Record excerpts »
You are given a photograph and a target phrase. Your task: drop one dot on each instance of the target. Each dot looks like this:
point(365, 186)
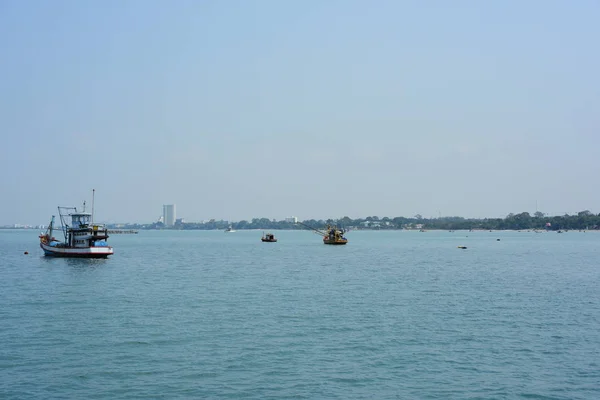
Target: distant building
point(169, 214)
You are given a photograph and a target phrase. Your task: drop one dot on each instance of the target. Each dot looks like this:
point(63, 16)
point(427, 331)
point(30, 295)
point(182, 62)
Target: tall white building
point(169, 214)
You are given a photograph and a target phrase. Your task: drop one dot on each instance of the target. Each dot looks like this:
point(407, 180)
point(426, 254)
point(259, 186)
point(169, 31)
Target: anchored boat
point(269, 237)
point(230, 229)
point(331, 235)
point(82, 237)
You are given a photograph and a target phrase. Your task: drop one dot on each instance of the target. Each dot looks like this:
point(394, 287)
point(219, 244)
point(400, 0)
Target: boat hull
point(84, 252)
point(335, 242)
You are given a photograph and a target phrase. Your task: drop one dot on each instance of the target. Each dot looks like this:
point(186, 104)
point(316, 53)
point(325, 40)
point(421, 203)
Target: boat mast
point(93, 193)
point(50, 229)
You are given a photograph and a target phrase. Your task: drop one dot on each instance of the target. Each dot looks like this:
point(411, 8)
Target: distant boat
point(82, 238)
point(229, 229)
point(269, 237)
point(331, 235)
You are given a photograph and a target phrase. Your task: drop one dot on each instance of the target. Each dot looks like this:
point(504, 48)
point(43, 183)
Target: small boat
point(230, 229)
point(269, 237)
point(331, 235)
point(82, 237)
point(334, 236)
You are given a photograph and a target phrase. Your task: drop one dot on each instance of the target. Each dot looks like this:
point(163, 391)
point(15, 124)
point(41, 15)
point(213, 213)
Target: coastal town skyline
point(273, 109)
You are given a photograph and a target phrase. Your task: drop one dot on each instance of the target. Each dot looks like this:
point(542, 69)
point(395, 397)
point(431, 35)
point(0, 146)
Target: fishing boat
point(230, 229)
point(269, 237)
point(334, 236)
point(331, 235)
point(82, 237)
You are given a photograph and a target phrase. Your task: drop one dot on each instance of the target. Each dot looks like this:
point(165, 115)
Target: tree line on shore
point(583, 220)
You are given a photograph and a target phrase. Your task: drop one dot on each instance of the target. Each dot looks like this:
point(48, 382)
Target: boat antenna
point(93, 194)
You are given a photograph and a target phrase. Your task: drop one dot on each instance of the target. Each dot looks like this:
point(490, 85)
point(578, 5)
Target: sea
point(391, 315)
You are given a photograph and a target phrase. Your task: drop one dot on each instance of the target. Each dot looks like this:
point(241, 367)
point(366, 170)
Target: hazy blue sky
point(236, 109)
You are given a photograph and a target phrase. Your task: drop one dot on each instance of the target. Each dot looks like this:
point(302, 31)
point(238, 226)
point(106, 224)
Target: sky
point(314, 108)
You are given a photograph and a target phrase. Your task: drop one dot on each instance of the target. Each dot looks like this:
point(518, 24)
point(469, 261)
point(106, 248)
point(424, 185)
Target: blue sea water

Requirements » Locate each line in the listing above that contains the word "distant" and copy those lines.

The answer »
Target: distant building
Target: distant boat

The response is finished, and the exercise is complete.